Quoted text ->
==*==

Re: BCP 47 "t" extension follow up and locale identifier definition from Felix Sasaki on 2012-06-26 (public-multilingualweb-lt@w3.org from June 2012)

From: Felix Sasaki <fsasaki@w3.org>
Date: Tue, 26 Jun 2012 14:58:55 +0200
To: Mark Davis ☕ <mark@macchiato.com>, "Phillips, Addison" <addison@lab126.com>, "public-multilingualweb-lt@w3.org" <public-multilingualweb-lt@w3.org>, "www-international@w3.org" <www-international@w3.org>
Message-ID: <CAL58czr051AXyPMLBnQMSnbGdH8hgLyChk6ugU3zTOzUJs0pTw@mail.gmail.com>
(Apologies for cross-posting and thanks to Addison for pointing out
www-international),

Thanks for your feedback, Addison and Mark. To summarize the main points:

1) We use BCP 47 language tags in a dedicated piece of markup, e.g.
<span its:filterLocale=”de-ch,fr-ch,it-ch”>Swiss legal notice, only to be
taken into account for localization into a swiss locale</span>
2) We use komma as the delimiter instead of semicolon, see "span" element
above
3) We need to make the relation to BCP 47 filtering clear.
4) We don't need text to point out the "u" extension - people may or may
not use it, but if we go for BCP47 people can use any extension they want.
5) WRT to the tags that Mark mentioned in 1. below: are the "transform" XML
files here
http://unicode.org/cldr/trac/browser/tags/release-21-0-2/common/bcp47 the
currently registered fields for transforms?

Felix

2012/6/25 Mark Davis ☕ <mark@macchiato.com>

> > Since the "t" extension is also meant to express process related
> information, we want to coordinate the values that can be used via that
> extension with what we define - or just refer to them. What would be the
> best way to achieve this?
>
> There are two possible ways that work work.
>
>    1. Reference LDML for the tags, and propose registrations for any
>    additional ones you need.
>    2. Do #1, but because you have a separate field (that doesn't have to
>    be a BCP47 tag), you can reserve strings that could not be BCP47 subtags
>    for your own use.
>
> We do something similar for short TZ identifiers. We use UN LOCODE codes
> where they exist; where they don't, we use codes that are longer or shorter
> so that they will not collide with future UN LOCODE codes.
>
> > locales...
>
> I agree with Addison on all of the locale issues.

==*==

Data lines ->
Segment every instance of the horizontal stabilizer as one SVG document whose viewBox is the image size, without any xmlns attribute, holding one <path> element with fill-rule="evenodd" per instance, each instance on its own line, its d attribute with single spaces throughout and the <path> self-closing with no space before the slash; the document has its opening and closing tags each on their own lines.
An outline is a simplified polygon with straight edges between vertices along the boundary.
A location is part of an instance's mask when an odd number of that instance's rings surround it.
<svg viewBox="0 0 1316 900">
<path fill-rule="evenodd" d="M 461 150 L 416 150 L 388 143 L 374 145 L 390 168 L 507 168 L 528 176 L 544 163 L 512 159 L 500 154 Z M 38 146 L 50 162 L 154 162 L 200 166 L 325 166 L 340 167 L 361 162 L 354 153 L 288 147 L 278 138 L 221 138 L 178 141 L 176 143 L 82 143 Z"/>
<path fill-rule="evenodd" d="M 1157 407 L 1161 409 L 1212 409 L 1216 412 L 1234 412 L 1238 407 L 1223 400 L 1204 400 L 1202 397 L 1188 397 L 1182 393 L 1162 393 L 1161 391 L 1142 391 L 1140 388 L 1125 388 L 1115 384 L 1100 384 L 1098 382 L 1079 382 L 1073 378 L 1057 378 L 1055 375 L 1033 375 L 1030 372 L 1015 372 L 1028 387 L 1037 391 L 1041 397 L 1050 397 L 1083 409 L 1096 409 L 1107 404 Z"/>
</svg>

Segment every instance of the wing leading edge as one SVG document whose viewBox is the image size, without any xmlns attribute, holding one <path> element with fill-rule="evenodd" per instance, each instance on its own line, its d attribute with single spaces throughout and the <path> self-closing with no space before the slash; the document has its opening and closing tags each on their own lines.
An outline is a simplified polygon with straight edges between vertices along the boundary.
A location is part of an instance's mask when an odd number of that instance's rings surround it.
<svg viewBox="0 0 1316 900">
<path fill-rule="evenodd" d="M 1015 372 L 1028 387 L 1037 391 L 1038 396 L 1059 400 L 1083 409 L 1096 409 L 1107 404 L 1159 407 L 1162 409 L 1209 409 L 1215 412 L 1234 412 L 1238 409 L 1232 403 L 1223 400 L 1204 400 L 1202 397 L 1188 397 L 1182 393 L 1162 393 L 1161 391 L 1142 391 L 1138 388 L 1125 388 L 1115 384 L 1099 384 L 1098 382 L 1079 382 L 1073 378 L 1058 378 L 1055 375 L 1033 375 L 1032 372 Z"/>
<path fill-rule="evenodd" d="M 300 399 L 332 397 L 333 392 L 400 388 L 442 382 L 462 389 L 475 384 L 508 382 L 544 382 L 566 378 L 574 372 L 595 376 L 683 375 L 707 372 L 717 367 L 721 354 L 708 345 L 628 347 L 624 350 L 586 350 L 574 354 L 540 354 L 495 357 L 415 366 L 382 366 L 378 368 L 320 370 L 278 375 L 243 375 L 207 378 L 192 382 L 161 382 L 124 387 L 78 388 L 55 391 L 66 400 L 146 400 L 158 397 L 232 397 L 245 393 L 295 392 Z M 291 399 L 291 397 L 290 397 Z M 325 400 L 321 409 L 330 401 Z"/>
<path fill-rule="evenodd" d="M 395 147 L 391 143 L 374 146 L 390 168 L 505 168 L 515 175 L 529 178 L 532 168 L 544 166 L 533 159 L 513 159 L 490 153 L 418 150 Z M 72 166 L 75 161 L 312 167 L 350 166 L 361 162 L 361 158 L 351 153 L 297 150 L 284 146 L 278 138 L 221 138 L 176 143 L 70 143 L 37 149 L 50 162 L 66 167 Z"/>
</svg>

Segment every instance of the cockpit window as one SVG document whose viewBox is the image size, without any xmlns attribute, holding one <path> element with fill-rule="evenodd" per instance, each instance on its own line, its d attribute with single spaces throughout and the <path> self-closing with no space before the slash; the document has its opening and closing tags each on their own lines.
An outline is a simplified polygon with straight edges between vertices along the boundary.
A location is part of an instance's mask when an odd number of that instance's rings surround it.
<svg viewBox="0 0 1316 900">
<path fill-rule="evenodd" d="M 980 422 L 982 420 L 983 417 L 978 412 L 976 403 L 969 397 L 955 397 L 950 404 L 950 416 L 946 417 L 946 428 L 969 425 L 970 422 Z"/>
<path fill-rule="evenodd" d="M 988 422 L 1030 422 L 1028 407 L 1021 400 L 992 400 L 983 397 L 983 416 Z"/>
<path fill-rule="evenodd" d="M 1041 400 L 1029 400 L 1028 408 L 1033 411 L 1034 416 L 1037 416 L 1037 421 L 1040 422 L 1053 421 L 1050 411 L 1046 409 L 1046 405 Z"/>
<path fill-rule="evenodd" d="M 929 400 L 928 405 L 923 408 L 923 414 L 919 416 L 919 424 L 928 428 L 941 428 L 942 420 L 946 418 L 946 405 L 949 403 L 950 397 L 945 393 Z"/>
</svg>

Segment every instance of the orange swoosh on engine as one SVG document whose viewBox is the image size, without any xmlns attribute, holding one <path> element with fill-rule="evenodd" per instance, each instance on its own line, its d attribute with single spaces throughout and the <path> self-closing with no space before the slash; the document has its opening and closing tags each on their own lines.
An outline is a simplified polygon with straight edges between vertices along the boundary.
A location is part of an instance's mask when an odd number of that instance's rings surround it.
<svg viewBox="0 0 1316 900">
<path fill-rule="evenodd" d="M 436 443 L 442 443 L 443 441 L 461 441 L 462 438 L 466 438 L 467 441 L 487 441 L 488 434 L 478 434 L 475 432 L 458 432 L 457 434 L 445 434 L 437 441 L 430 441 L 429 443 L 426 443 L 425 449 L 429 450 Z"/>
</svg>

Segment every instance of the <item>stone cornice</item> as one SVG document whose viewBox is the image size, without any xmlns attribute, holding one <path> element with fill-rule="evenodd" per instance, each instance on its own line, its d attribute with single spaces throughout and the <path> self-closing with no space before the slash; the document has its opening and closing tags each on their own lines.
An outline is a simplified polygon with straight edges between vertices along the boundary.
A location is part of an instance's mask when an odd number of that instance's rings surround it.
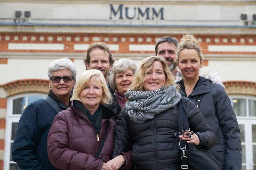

==*==

Short exercise -> Transcribe the email on the BCP 47 "t" extension from "From: Felix Sasaki" to "of markup, e.g.". The data plays no part in this exercise.

Solution for this task ->
From: Felix Sasaki <fsasaki@w3.org>
Date: Tue, 26 Jun 2012 14:58:55 +0200
To: Mark Davis ☕ <mark@macchiato.com>, "Phillips, Addison" <addison@lab126.com>, "public-multilingualweb-lt@w3.org" <public-multilingualweb-lt@w3.org>, "www-international@w3.org" <www-international@w3.org>
Message-ID: <CAL58czr051AXyPMLBnQMSnbGdH8hgLyChk6ugU3zTOzUJs0pTw@mail.gmail.com>
(Apologies for cross-posting and thanks to Addison for pointing out
www-international),

Thanks for your feedback, Addison and Mark. To summarize the main points:

1) We use BCP 47 language tags in a dedicated piece of markup, e.g.